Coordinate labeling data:
______

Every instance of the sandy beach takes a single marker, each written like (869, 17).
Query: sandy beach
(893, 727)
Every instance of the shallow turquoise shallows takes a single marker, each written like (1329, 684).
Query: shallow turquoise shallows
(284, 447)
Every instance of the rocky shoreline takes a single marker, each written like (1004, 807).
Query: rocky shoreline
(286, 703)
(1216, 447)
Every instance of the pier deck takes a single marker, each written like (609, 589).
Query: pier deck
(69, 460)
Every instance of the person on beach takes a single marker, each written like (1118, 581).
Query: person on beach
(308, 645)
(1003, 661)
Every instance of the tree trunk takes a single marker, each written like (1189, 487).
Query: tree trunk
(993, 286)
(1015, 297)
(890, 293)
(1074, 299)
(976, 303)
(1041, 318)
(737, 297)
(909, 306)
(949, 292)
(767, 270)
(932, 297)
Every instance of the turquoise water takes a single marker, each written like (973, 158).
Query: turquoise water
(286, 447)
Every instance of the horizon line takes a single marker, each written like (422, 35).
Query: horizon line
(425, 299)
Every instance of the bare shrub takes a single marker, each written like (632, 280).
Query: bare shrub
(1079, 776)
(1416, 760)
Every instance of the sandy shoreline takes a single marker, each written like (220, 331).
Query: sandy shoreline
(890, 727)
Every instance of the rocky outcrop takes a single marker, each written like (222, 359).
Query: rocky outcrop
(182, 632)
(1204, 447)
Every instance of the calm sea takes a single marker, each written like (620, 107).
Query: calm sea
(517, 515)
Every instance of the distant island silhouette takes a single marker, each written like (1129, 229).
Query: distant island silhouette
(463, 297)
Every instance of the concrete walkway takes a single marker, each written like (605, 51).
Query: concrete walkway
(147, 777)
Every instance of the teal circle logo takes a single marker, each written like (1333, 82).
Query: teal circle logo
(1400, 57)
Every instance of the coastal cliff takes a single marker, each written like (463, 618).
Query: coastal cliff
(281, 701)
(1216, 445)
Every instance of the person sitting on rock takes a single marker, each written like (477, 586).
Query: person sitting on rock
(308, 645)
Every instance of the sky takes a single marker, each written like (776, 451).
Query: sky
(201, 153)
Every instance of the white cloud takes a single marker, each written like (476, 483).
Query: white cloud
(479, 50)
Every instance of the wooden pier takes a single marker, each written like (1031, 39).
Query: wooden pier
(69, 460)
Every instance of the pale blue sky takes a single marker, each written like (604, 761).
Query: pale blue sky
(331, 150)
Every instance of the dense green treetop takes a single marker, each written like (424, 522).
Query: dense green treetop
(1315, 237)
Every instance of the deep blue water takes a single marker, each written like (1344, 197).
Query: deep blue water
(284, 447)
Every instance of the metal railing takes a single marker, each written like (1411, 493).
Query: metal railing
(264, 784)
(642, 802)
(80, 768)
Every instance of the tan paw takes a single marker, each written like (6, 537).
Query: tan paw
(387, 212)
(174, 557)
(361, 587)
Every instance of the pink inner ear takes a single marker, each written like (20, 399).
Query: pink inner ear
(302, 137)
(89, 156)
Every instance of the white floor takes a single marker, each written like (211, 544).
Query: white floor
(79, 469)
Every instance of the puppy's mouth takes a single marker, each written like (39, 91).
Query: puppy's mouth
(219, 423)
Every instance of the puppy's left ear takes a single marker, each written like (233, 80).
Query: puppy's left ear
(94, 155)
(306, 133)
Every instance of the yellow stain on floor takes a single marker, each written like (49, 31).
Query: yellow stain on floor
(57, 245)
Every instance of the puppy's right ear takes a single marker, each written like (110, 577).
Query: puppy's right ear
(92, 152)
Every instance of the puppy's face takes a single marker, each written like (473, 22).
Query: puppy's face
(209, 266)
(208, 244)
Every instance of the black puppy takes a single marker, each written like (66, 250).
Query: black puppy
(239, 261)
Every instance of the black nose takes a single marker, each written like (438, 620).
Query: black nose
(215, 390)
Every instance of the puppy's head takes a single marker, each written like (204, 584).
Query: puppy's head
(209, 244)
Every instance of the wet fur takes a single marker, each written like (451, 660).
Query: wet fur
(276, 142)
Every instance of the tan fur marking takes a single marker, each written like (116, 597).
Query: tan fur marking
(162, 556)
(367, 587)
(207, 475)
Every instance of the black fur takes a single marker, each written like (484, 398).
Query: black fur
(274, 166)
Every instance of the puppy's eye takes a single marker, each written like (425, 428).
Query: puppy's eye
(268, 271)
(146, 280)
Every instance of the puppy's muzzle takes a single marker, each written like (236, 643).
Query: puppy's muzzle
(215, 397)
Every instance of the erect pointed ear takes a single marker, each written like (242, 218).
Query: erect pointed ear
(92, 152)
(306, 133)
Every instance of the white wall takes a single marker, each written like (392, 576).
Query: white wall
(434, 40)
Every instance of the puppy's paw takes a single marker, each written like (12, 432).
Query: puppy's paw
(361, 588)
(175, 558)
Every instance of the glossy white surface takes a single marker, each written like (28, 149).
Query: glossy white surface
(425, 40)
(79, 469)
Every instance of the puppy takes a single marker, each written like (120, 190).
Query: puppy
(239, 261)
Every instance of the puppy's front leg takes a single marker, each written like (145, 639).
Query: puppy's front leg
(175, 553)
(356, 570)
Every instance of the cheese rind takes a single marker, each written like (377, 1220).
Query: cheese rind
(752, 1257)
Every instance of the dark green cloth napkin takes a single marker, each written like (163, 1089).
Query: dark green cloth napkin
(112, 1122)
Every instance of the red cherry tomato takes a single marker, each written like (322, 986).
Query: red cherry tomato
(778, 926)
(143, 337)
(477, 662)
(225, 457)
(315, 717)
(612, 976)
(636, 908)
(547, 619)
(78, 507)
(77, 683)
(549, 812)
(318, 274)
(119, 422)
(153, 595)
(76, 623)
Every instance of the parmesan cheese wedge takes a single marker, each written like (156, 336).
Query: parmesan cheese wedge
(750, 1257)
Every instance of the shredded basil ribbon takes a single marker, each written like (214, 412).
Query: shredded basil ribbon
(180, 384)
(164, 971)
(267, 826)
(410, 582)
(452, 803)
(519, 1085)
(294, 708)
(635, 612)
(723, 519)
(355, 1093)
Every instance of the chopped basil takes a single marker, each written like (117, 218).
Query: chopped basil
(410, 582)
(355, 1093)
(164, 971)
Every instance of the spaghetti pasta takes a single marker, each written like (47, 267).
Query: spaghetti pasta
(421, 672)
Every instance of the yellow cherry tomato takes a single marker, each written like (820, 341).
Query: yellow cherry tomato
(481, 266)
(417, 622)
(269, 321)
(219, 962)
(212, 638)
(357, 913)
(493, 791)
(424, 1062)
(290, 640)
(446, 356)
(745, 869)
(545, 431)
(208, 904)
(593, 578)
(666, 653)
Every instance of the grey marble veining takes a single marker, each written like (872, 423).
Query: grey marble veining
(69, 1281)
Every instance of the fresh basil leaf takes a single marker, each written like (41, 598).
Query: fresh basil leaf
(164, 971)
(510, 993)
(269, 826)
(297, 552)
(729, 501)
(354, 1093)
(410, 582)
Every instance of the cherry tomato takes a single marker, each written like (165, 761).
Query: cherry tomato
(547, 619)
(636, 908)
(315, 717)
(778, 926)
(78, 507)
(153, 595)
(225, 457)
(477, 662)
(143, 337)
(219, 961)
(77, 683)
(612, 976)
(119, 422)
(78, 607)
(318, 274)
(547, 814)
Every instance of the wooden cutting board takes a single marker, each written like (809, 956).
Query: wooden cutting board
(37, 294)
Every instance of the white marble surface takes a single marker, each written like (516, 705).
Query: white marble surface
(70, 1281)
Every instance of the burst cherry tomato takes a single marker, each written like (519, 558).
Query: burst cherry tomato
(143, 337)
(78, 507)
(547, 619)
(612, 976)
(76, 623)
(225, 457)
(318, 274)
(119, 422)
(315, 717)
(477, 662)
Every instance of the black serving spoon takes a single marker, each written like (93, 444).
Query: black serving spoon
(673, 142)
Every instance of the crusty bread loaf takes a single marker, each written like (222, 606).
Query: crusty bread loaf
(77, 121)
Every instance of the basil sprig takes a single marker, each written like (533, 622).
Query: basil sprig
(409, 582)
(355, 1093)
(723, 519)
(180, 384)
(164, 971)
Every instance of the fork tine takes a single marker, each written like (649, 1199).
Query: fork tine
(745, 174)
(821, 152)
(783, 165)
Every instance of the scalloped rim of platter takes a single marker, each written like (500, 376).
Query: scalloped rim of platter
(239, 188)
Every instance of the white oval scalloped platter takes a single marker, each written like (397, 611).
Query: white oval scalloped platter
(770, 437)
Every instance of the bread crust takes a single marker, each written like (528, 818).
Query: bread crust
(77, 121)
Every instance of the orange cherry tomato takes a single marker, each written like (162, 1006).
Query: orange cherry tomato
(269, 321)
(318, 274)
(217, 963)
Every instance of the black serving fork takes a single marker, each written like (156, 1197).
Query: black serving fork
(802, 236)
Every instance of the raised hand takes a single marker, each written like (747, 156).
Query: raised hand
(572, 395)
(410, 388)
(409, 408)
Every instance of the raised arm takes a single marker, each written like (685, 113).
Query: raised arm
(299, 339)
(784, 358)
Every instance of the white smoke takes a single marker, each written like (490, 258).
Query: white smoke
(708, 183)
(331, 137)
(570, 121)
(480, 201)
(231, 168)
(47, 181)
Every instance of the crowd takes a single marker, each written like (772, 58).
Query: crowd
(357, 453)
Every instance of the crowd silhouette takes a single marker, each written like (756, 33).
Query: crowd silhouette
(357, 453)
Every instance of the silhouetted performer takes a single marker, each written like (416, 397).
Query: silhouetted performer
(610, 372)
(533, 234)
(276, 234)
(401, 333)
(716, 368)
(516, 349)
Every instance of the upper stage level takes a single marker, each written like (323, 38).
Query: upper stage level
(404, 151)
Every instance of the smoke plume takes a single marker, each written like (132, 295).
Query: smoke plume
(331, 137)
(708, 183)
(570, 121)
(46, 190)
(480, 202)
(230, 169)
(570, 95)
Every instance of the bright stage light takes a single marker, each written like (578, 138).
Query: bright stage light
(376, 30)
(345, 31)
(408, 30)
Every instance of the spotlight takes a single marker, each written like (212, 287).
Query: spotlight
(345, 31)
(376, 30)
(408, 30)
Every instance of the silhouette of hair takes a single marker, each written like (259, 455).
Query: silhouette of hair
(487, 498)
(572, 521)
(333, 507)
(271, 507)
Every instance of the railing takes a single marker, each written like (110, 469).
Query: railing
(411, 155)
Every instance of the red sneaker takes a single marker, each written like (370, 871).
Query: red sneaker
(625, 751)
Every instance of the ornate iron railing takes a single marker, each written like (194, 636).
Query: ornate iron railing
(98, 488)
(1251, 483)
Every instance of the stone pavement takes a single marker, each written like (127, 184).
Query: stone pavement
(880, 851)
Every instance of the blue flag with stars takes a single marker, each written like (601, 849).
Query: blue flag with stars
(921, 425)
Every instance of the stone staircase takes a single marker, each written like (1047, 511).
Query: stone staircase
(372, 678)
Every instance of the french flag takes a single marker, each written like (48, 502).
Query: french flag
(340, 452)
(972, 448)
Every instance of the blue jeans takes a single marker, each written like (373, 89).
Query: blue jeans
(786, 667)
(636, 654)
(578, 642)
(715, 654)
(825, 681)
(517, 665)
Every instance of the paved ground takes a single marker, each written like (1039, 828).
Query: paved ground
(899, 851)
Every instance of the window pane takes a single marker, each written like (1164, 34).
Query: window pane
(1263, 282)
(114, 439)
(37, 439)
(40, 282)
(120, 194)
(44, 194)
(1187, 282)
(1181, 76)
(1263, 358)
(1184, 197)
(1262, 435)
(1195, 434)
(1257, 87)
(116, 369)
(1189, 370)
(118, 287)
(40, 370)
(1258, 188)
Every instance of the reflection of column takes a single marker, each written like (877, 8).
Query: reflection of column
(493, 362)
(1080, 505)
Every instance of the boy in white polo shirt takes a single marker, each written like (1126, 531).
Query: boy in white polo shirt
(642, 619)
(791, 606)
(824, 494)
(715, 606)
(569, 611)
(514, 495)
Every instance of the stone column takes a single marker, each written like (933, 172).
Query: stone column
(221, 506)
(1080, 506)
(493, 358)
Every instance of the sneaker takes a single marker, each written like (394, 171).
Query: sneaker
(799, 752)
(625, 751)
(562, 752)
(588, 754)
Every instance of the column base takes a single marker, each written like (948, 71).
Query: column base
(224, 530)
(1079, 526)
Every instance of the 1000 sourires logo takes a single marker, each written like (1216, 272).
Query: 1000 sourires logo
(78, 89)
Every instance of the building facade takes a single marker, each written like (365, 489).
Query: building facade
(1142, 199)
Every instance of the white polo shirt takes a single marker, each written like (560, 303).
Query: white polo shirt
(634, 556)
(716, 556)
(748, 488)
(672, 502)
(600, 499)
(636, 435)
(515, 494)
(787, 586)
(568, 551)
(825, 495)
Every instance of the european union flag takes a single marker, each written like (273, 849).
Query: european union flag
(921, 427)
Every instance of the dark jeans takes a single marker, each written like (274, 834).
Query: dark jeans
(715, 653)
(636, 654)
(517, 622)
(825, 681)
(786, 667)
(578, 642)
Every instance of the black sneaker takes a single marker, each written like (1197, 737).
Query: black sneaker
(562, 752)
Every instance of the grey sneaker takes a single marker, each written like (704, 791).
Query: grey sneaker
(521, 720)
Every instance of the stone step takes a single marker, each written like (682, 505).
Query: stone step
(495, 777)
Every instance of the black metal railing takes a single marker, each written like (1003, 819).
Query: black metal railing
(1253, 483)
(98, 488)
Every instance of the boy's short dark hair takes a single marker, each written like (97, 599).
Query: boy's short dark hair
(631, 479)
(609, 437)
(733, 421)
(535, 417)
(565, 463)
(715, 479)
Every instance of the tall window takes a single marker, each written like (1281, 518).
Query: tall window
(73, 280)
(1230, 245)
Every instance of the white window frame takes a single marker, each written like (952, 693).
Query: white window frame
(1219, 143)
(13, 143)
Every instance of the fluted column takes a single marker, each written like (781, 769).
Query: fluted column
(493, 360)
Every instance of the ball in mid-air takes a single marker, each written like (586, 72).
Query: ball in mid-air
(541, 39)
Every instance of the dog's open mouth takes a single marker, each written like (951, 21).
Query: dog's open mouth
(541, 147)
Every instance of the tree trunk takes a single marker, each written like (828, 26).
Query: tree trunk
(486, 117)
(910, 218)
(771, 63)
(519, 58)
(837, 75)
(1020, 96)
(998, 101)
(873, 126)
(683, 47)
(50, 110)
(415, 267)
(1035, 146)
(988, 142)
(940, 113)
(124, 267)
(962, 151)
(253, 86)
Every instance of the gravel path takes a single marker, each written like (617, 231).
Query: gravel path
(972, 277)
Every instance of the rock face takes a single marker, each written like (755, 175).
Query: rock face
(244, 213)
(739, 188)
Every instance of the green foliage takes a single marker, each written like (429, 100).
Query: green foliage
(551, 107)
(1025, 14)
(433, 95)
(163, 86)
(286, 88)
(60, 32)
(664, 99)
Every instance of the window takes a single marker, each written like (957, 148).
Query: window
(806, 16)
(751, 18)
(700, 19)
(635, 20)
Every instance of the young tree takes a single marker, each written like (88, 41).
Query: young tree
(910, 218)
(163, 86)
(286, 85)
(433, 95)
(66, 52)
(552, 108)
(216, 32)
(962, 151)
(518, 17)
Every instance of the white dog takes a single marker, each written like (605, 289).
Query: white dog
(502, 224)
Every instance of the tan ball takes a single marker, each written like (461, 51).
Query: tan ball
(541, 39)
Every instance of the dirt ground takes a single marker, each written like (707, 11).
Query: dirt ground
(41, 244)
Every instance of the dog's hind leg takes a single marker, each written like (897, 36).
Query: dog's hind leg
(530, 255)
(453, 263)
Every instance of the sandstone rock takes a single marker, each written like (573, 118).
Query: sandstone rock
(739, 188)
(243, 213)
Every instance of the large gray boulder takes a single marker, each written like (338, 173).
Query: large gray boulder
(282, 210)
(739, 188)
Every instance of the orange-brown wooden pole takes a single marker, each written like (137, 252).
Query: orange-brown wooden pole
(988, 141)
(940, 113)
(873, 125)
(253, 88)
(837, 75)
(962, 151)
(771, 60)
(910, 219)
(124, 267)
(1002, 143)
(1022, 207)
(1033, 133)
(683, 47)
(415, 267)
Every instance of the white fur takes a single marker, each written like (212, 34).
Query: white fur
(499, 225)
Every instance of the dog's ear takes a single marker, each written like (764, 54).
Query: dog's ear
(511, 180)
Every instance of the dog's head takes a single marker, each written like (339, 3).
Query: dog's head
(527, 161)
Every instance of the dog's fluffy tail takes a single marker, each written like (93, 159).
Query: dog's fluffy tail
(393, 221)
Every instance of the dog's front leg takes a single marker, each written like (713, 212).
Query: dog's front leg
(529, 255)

______

-- Problem description --
Rewrite the items starting at the line containing "Every instance of the black fur" and ending at the line containing "(112, 1122)", changing "single marker" to "single point" and leaving everything else untouched.

-- Response to this task --
Every instance of the black fur takes a single point, each written like (484, 398).
Query: black fur
(274, 166)
Every instance of the puppy's eye takes a single point, each written like (425, 428).
Query: puppy's eye
(268, 271)
(146, 280)
Every instance of the puppy's muzzle takes a single point, each written like (236, 643).
Query: puppy's muzzle
(215, 397)
Every instance of the erect pointed ear takes a single point, each written like (242, 218).
Query: erect pointed ear
(92, 152)
(306, 133)
Every instance of the white wall takes a single point, each written like (392, 576).
Query: white wall
(434, 40)
Every instance of the puppy's paw takes a single point, each written like (12, 432).
Query: puppy's paw
(361, 588)
(175, 558)
Every instance of the glossy white surface takes a single point, each written like (28, 149).
Query: glossy white surface
(425, 40)
(79, 469)
Every instance of the puppy takes a single point, each written like (120, 190).
Query: puppy
(239, 261)
Every instance of the puppy's front leg takes a single point, each written like (145, 639).
Query: puppy's front leg
(175, 553)
(356, 570)
Every instance of the cheese rind takes a single point, each written like (377, 1220).
Query: cheese rind
(752, 1257)
Every instance of the dark green cloth napkin takes a single point, each written like (163, 1089).
Query: dark green cloth napkin
(112, 1122)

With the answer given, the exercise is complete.